:: Work required ::
Return the listing below unchanged, minus its pictures.

━━ Data extract

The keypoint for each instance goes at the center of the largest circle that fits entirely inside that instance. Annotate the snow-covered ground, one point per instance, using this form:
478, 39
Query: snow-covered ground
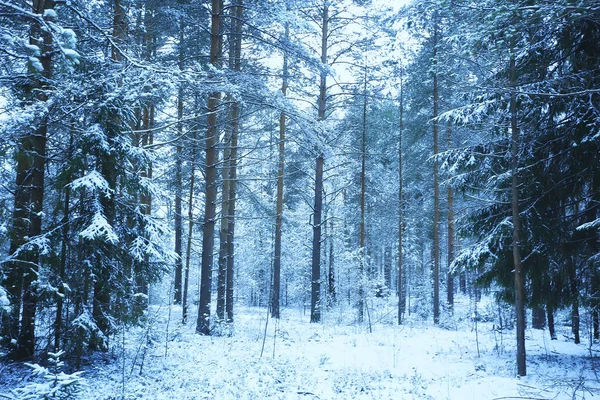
338, 359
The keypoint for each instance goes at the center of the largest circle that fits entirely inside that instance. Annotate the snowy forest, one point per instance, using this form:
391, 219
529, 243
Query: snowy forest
299, 199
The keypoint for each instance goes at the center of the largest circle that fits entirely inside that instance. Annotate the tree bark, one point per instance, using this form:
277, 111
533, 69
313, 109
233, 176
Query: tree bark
208, 229
179, 179
550, 314
538, 318
315, 298
279, 202
363, 170
28, 206
331, 275
400, 283
188, 251
235, 122
436, 188
315, 312
450, 198
519, 279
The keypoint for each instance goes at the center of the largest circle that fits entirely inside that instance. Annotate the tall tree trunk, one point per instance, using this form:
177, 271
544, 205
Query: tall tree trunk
538, 318
28, 206
436, 187
315, 313
146, 197
222, 272
363, 170
315, 298
519, 278
573, 284
331, 274
400, 283
188, 251
208, 229
550, 314
179, 178
450, 198
279, 202
236, 50
58, 321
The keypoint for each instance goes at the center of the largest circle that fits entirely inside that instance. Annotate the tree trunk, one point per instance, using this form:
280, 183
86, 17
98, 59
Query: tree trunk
222, 273
519, 278
179, 179
331, 275
28, 205
573, 284
436, 188
58, 321
315, 298
235, 117
212, 158
188, 251
363, 170
538, 318
550, 313
315, 311
450, 195
400, 283
279, 202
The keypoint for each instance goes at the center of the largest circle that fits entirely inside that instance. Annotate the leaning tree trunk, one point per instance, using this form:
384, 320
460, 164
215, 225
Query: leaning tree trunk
363, 170
519, 278
28, 206
400, 287
222, 272
279, 206
188, 251
315, 313
235, 62
315, 298
208, 230
450, 198
436, 189
179, 179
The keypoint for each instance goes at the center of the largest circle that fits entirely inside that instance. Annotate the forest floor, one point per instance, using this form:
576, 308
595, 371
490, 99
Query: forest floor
339, 359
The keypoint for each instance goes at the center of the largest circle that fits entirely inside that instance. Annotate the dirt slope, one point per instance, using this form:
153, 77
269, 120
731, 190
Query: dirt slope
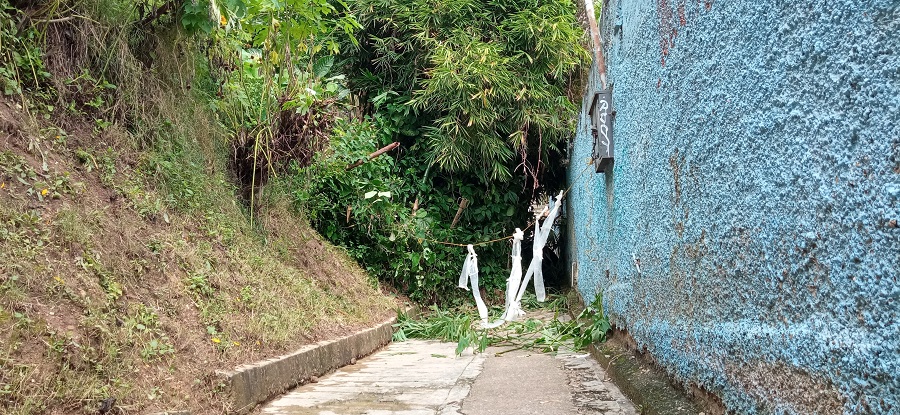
114, 286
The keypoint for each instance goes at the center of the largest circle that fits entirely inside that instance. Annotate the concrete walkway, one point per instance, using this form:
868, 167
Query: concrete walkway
425, 377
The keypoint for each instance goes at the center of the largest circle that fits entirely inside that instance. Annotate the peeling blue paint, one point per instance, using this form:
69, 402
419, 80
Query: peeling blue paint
748, 233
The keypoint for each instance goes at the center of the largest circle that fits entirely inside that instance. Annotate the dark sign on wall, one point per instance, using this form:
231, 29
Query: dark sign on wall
601, 115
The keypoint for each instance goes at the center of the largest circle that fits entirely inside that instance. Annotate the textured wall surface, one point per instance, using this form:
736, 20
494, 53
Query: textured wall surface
747, 236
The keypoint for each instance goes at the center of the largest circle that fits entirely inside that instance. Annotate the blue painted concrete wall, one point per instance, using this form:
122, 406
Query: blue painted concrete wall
747, 236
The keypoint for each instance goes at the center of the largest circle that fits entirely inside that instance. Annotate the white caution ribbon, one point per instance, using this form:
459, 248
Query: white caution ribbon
511, 310
535, 268
470, 275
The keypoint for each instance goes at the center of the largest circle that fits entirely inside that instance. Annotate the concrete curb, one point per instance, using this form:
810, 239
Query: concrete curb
252, 384
649, 387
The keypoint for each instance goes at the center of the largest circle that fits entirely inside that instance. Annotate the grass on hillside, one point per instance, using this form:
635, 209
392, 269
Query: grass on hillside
129, 270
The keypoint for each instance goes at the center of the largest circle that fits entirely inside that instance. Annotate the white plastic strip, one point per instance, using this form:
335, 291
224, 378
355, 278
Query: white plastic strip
540, 239
512, 310
470, 275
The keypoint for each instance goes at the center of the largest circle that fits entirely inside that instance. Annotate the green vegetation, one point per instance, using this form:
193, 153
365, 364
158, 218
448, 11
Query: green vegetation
163, 165
547, 333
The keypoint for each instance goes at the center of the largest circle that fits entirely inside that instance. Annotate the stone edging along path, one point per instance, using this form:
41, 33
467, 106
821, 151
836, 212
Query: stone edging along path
252, 384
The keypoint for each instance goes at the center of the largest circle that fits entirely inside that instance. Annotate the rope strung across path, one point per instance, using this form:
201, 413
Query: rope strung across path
564, 193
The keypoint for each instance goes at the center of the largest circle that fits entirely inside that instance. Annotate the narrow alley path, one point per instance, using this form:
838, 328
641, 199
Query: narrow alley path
425, 377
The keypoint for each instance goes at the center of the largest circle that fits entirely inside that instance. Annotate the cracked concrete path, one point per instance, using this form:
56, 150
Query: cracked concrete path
425, 377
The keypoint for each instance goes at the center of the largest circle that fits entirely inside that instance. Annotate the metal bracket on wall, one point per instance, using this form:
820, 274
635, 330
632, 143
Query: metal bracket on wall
602, 116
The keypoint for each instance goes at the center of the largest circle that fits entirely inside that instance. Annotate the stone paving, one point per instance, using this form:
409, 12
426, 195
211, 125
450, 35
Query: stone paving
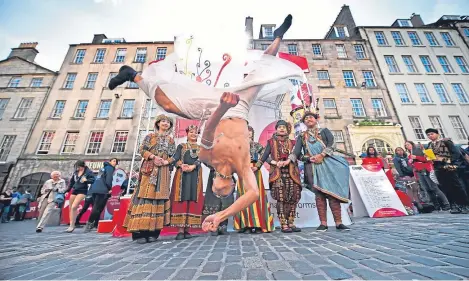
432, 246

━━━━

:: Output for this task ::
The keypoint for each instance goes at the center of the largest circle that fits entirely inside that instance. Annotate the snow-covered ground, one point per instance, using this form:
478, 39
Query: snow-covered ground
338, 359
The keypoint for each instance goes at the center of the largest circle that fits entirely inside that instance. Annotate the snowy forest, one point per instance, using this form:
391, 219
529, 243
Query: snowy forest
299, 199
The keypoint for each instance goes at the center of the largest circle that fits entirely inside that instance. Annotate the tree bark, one point per instance, using this form:
277, 111
533, 69
313, 109
233, 176
Query: tree bark
208, 229
179, 179
550, 314
538, 318
315, 298
279, 202
363, 170
28, 206
331, 275
400, 283
188, 251
235, 122
436, 188
315, 312
450, 198
519, 279
The keypoint for each instance goes at the center of the largest circle that fits entirely inside that instance. Annotate the tall tree trunk, one point per instance, using this form:
177, 271
544, 205
Query: tall tree trunk
538, 318
28, 206
436, 187
315, 313
146, 197
222, 272
363, 170
315, 298
519, 278
573, 284
331, 274
400, 283
188, 251
208, 229
550, 314
179, 178
450, 198
279, 202
236, 50
58, 321
The keypoint for each instance goes at the center of the largest circle that fits entirely inside that instance. Annotate the tree trunk, one point per instance, using this form:
280, 183
86, 17
98, 59
Query: tree trunk
222, 273
519, 278
179, 179
331, 275
28, 205
573, 284
436, 188
58, 321
315, 298
235, 117
212, 158
188, 251
363, 170
538, 318
550, 313
315, 311
450, 195
400, 283
279, 202
The keypoint for each instance goes at the center of the largest circle that fits entirely inside that instance. Annotate the leaning tree trunk, one point per instance, using this form:
384, 320
460, 164
215, 225
Query: leaning tree trunk
363, 170
519, 278
28, 206
400, 287
222, 272
279, 206
188, 251
315, 313
235, 62
315, 298
208, 230
450, 198
436, 189
179, 179
The keypoint for each instance goes at the center of the largest circle that fits entirely inside that instance. Annotate the forest floor, one point per instance, using this form:
576, 308
595, 371
490, 99
Query: forest floor
339, 359
The keypoint for each instance goes at the center of the largest circle that fits entirely inside that instance. Annotate the dirt slope, one point per instance, using this form:
153, 77
269, 120
731, 190
Query: dirt slope
114, 286
The keypoint for each instance goes at the center of the largest circle that fits entirely inside that instance. Annotate the concrete walkway, one point per instance, using this form:
868, 167
Query: concrete walkway
425, 377
The keypoint for each instance goes at the center of the largest circle that fits entirely inside that instance. Annotate the peeling blue paint, one point per instance, using this form:
69, 402
419, 80
Query: peeling blue paint
748, 233
The keypoint for each instance goes at the center of the largest circle that fits entirely inside that instance. Annotate the dark sign on wall, one point per instance, using this form:
231, 29
Query: dark sign on wall
601, 115
The keypoint for each instance goes at the center of the largest circle that fits entirely inside that instance. Annotate the textured wall surface, one point per instance, using this form:
736, 20
494, 53
Query: textured wall surface
747, 236
The keypoint for each instance goes at the center of the largest circle that fits entirely inside that instance. Annotate the blue painted concrete wall, one point per instance, using this form:
122, 406
Query: blue painted concrete wall
747, 236
The keypoint for each instance goes at the center of the largest circle that fits entirely inside that instance. Annotate the white caution ribbon, one point per instance, using this form:
459, 248
Query: white caution ribbon
511, 310
535, 268
470, 275
The keypoint for each instance goes at the center of the largest circle that fits entirely inside that instance. Annotate the concrete curb, one point per instance, using this form:
810, 239
Query: concrete curb
252, 384
649, 387
The keypoint for each instance goes at the center of the largest circle that fits entirely inside that instance. Annotate the grass on hillside, one point per instance, using this form:
635, 209
392, 269
Query: grass on hillside
129, 270
The keypoint for each instance goes at the center of the largest circle that fits entirely inside that instance. Annotate the white plastic strip, one point per instance, using this form:
335, 291
224, 378
355, 278
Query: white plastic strip
540, 239
512, 310
470, 275
The keypoint for each instance goes at the center of the largest circle that fits entirely inside that instance. Annotate the green vegetation, one point per instance, using this form:
193, 153
365, 364
158, 218
448, 11
Query: green vegetation
163, 165
547, 333
The keypoint for each instance goes at the center of the largest circle that fits entirely inside that instance. Annotate the stone edging along path, one point per instance, using this form:
41, 33
467, 106
821, 151
836, 212
Query: stone edging along path
252, 384
The keypoint for each instance goes at the center of the largest circle that fits entirely inside that instance. Annotate the rope strung across path, one point per instance, using this form:
201, 413
Query: rope strung across path
564, 193
The keypoint for each instance goes at the center of the largest circle that fits entirely inside that instance. Annotate the narrow alley path, one point per instance, using this form:
838, 328
641, 199
Query: narrow alley path
425, 377
The keypoint for each instance goes at the center of the largest circle that fits entirely inside that instance. Annotate the cracked concrete path, one point per instance, using this form:
56, 150
Query: cracked concrete path
425, 377
The keypoint for each instance goes at the center of the largest circle that fits entirely inside that instance. Annotate the metal bracket on wall, one point per instance, using this form:
820, 274
635, 330
632, 143
Query: metal bracket on wall
602, 116
The keypoint for each instance goes at the center of the largest circle that fits entirely inside that instance. Annotate the stone paving, one point per instance, using this form:
409, 12
426, 195
211, 125
450, 35
Query: stone paving
432, 246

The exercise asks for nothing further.